(Referring expression pointing data)
====

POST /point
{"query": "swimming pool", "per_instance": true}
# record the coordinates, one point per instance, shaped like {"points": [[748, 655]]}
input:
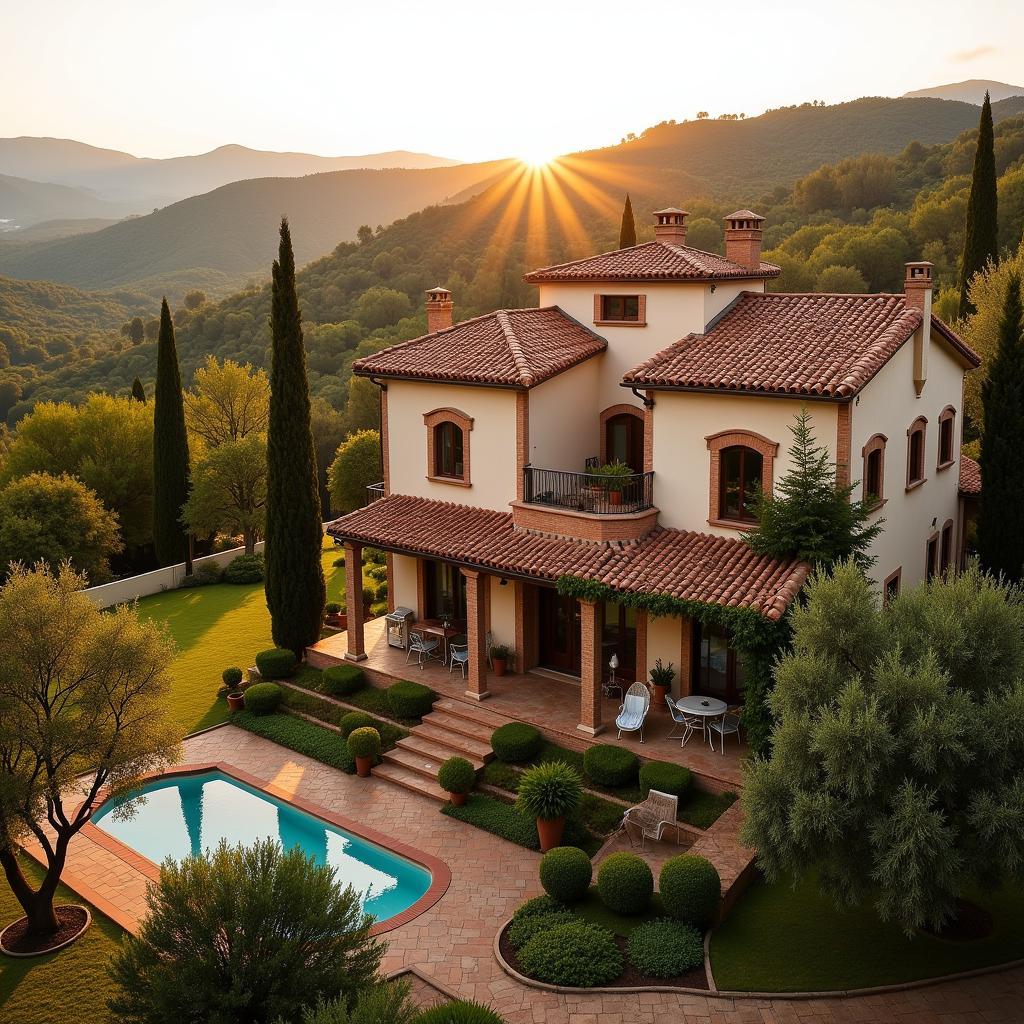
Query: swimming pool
{"points": [[190, 814]]}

====

With the pictures left out, output the lines from the one containing "# record the" through the last line of the records above, exactly as they are.

SOLUTION BELOW =>
# record the coordinates, one point per instance, shaped like {"points": [[748, 655]]}
input:
Query: swimming pool
{"points": [[190, 814]]}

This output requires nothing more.